Trecho de origem:

______________________________

Joaquim Barbosa: 'Há um déficit de justiça'


23/11/2012 – 09h37

Fonte: jornal O Globo

Numa solenidade prestigiada por políticos, artistas e autoridades do meio jurídico, o ministro Joaquim Barbosa tomou posse ontem na presidência do Supremo Tribunal Federal (STF) criticando a desigualdade no acesso à Justiça, defendendo a independência do juiz e condenando a atitude de pedir favores a políticos para facilitar promoções na carreira de magistrado. Ele afirmou que os magistrados devem respeitar os anseios da sociedade em suas decisões.
 
Ao lado de Joaquim, a presidente Dilma Rousseff acompanhou toda a sessão com ar de poucos amigos. A parte mais dura, com recados de que o STF não se curvará a interesses de algozes, foi reservada para o discurso do ministro Luiz Fux, escolhido por Joaquim para falar em nome da Corte. Antes de fazer o pronunciamento, Fux submeteu o texto ao novo presidente.
 
O Judiciário a que aspiramos é um Judiciário sem firulas, sem floreios, sem rapapés 
Joaquim Barbosa
presidente do STF
Joaquim defendeu igualdade para todos no acesso à Justiça - algo que ainda não existe no Brasil, segundo ele mesmo. "Ao falar sobre o direito da igualdade, da igual consideração, é preciso ter a honestidade intelectual para reconhecer que há um grande déficit de justiça entre nós. Nem todos os brasileiros são tratados com igual consideração quando buscam o serviço público da Justiça. Gastam-se bilhões de reais anualmente para que tenhamos um bom funcionamento da máquina judiciária. Porém, o Judiciário a que aspiramos é um Judiciário sem firulas, sem floreios, sem rapapés. O que buscamos é um Judiciário célere, efetivo e justo. De nada valem as edificações suntuosas, sofisticados sistemas de comunicação e informação, se naquilo que é essencial a Justiça falha", declarou.
 
Sobre a independência dos juízes, o novo presidente afirmou: "É preciso reforçar a independência do juiz, afastá-lo desde o ingresso na carreira das múltiplas e nocivas influências que podem paulatinamente minar-lhe a independência. Essas más influências podem se manifestar tanto a partir da própria hierarquia interna a que o jovem juiz se vê submetido, quanto os laços políticos de que pode às vezes se tornar tributário na natural e humana busca por ascensão funcional e profissional. Nada justifica a pouco edificante busca de apoio para uma singela promoção de juiz do primeiro para o segundo grau".
 
Interrompido por aplausos efusivos dos presentes, Joaquim concluiu: "O juiz, como entre outras carreiras importantes do Estado, deve saber de antemão quais são as suas reais perspectivas de progressão. E não buscar obtê-las por meio da aproximação ao poder político".

______________________________

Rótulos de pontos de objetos
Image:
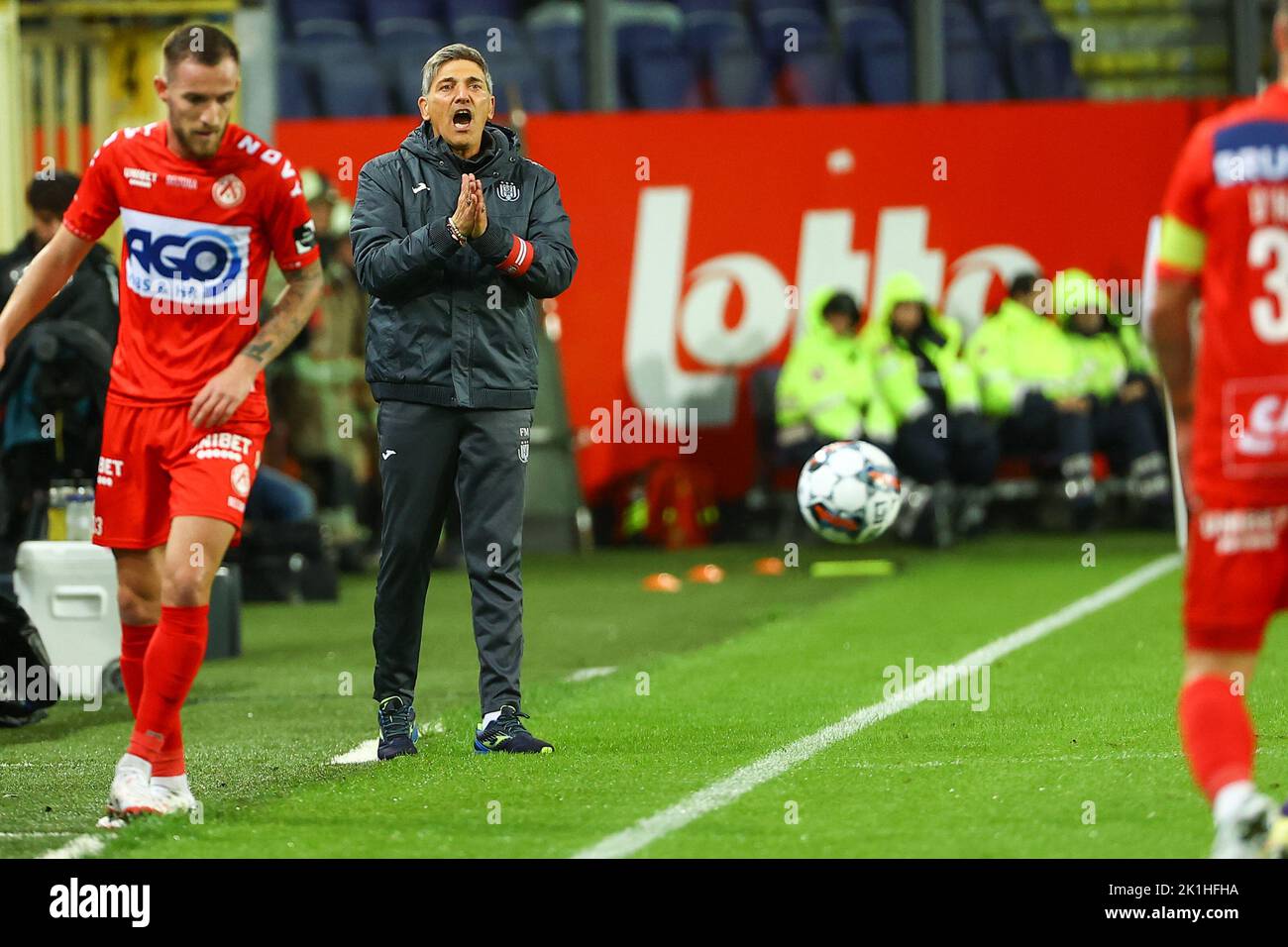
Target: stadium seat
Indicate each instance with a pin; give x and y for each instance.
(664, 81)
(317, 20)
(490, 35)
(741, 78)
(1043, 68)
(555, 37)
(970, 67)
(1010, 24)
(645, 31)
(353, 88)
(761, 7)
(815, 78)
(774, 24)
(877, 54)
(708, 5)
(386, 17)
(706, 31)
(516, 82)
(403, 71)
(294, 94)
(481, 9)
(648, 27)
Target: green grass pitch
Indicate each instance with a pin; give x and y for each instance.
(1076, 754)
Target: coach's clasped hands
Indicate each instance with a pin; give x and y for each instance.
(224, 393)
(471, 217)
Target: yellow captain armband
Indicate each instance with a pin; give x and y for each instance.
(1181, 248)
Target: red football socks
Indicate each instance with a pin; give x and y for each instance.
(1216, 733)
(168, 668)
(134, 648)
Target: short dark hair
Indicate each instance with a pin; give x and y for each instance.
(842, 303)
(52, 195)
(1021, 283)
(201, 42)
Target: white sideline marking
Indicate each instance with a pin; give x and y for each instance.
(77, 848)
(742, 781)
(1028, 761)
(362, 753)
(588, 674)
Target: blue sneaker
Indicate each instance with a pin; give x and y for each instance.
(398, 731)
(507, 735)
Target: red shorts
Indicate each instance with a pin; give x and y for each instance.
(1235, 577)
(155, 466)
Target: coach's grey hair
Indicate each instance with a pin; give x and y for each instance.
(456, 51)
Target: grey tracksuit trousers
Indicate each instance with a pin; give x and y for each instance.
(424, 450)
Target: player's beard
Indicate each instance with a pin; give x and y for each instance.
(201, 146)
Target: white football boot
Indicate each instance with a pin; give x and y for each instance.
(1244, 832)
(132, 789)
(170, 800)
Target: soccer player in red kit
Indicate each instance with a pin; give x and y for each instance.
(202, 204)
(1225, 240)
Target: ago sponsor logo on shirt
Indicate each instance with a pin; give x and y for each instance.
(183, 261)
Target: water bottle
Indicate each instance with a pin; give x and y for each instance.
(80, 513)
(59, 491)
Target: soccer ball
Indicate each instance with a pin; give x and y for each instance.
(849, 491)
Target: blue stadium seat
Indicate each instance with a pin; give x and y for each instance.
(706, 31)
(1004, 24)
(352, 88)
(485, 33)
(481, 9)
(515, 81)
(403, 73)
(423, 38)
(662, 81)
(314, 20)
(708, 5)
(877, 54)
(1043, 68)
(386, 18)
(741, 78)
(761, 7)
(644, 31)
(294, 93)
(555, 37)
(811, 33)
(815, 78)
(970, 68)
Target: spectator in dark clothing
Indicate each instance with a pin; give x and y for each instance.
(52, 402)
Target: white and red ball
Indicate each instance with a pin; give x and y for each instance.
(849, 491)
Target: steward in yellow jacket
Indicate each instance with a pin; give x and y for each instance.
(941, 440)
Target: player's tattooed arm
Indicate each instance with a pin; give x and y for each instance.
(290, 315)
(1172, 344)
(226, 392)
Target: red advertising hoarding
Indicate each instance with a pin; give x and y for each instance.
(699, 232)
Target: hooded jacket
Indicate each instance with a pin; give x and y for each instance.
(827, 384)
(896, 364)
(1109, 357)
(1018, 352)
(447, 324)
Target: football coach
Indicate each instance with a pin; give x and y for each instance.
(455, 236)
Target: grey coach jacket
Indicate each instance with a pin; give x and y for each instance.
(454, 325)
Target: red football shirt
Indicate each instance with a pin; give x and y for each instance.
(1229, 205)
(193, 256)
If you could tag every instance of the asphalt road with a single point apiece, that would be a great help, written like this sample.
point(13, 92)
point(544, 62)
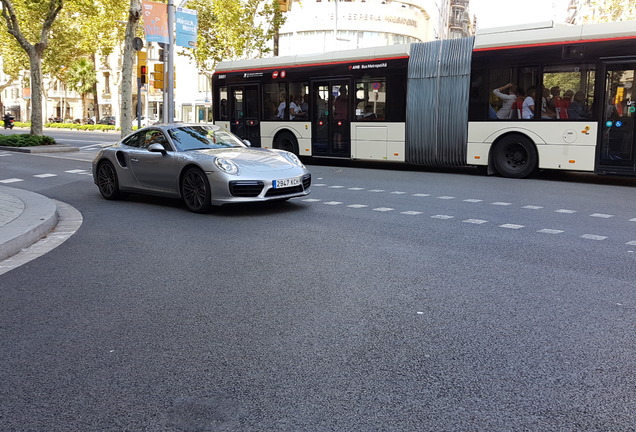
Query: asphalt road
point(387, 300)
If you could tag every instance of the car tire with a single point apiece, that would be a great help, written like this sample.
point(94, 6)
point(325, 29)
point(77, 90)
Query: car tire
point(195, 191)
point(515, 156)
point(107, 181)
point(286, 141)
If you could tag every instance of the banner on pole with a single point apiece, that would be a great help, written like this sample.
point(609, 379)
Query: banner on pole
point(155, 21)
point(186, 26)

______________________________

Instrução dada 1:
Traduza para o inglês esta frase do trecho sobre a posse de Joaquim Barbosa: "O que buscamos é um Judiciário célere, efetivo e justo."
Instrução dada 2:
Transcreva do trecho sobre a posse de Joaquim Barbosa a passagem que começa em "Joaquim Barbosa: 'Há" e vai até "ao novo presidente.", inclusive.

Resposta à tarefa 1:
What we seek is a swift, effective, and fair Judiciary.

Resposta à tarefa 2:
Joaquim Barbosa: 'Há um déficit de justiça'


23/11/2012 – 09h37

Fonte: jornal O Globo

Numa solenidade prestigiada por políticos, artistas e autoridades do meio jurídico, o ministro Joaquim Barbosa tomou posse ontem na presidência do Supremo Tribunal Federal (STF) criticando a desigualdade no acesso à Justiça, defendendo a independência do juiz e condenando a atitude de pedir favores a políticos para facilitar promoções na carreira de magistrado. Ele afirmou que os magistrados devem respeitar os anseios da sociedade em suas decisões.
 
Ao lado de Joaquim, a presidente Dilma Rousseff acompanhou toda a sessão com ar de poucos amigos. A parte mais dura, com recados de que o STF não se curvará a interesses de algozes, foi reservada para o discurso do ministro Luiz Fux, escolhido por Joaquim para falar em nome da Corte. Antes de fazer o pronunciamento, Fux submeteu o texto ao novo presidente.